THE REQUEST
Pull out the lines below unchanged, starting at the line that contains "[tag] one dot per instance, sample [280,149]." and stopping after the last line. Leave the pictures out of your answer.

┄┄┄┄┄┄┄┄┄┄

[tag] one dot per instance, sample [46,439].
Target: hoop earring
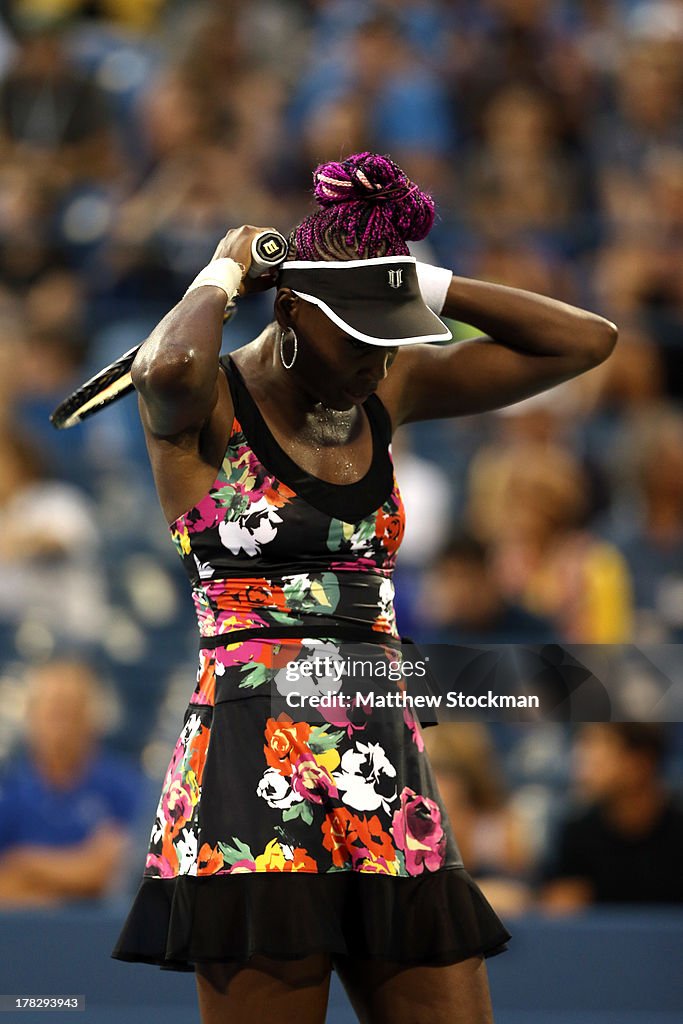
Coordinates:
[288,366]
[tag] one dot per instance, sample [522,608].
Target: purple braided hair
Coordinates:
[369,207]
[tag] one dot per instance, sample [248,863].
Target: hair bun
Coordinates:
[371,178]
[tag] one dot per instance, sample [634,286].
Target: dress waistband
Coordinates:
[354,634]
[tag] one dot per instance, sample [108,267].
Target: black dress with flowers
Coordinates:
[289,834]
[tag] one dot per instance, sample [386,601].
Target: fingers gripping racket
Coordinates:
[268,250]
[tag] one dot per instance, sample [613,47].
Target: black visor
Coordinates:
[375,300]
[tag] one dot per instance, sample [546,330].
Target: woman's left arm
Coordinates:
[531,343]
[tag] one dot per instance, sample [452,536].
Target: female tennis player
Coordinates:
[288,844]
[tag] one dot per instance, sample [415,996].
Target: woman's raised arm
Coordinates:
[530,343]
[176,369]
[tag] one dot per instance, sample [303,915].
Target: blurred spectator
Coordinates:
[51,115]
[529,503]
[49,560]
[66,807]
[652,538]
[625,844]
[462,601]
[491,835]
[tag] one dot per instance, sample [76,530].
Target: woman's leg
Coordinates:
[383,992]
[261,989]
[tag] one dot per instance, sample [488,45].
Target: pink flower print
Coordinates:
[176,803]
[241,867]
[161,864]
[411,723]
[311,781]
[417,830]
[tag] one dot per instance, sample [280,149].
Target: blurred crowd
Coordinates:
[134,132]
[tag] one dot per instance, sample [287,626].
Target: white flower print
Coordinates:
[185,847]
[249,531]
[275,790]
[205,569]
[385,597]
[365,777]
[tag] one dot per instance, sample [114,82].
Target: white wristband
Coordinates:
[434,282]
[224,272]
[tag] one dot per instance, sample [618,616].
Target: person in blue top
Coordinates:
[66,807]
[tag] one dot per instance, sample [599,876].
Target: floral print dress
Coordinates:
[286,834]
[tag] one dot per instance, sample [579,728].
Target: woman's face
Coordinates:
[331,367]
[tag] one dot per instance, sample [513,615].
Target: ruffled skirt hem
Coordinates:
[435,919]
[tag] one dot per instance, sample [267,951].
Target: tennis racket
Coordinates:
[268,251]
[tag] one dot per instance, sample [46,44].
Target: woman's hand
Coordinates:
[237,245]
[529,343]
[176,369]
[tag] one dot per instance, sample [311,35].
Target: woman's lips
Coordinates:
[361,394]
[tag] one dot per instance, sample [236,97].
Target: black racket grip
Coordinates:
[268,250]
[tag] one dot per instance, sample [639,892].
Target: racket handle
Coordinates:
[267,251]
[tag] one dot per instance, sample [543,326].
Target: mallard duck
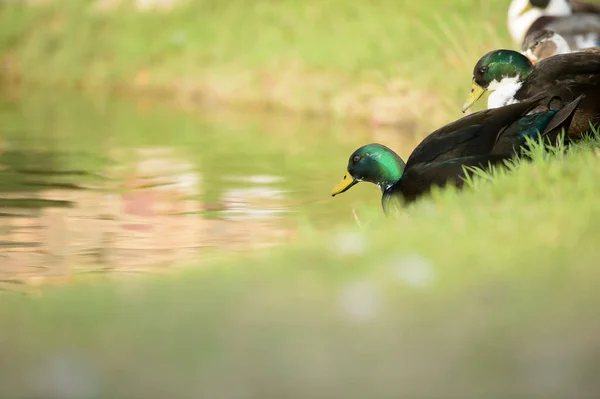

┄┄┄┄┄┄┄┄┄┄

WORKED SOLUTION
[tag] one dot per instance, sample [280,149].
Target: blurred crowd
Coordinates:
[134,132]
[tag] one dot per instance, sample [287,626].
Target: white flower print
Coordinates:
[185,847]
[249,531]
[275,790]
[205,569]
[385,597]
[365,777]
[tag] one dot per instance, sample [114,82].
Target: white wristband
Coordinates:
[434,282]
[224,272]
[tag] one dot per instance, sample [618,616].
Target: person in blue top
Coordinates:
[66,807]
[tag] one dot per instance, sample [599,876].
Target: floral print dress
Coordinates:
[286,834]
[tag] one dot per instance, sample [579,728].
Target: woman's face
Coordinates:
[331,367]
[tag] one dot per instance, sample [513,615].
Target: ruffled skirt hem
Coordinates:
[435,919]
[tag] one dot per instance, sample [267,951].
Target: tennis racket
Coordinates:
[268,251]
[tag] one dot per instance, sample [46,44].
Target: woman's hand
Coordinates:
[237,245]
[529,343]
[176,369]
[tag] one dot per instance, sample [311,35].
Target: woman's lips
Coordinates:
[361,394]
[tag] one dot per instance, sample [236,97].
Target: black racket grip
Coordinates:
[268,250]
[tag] one dot per instance, sample [639,892].
Target: racket handle
Coordinates:
[267,251]
[tag] one dot per instance, sample [543,326].
Target: mallard duck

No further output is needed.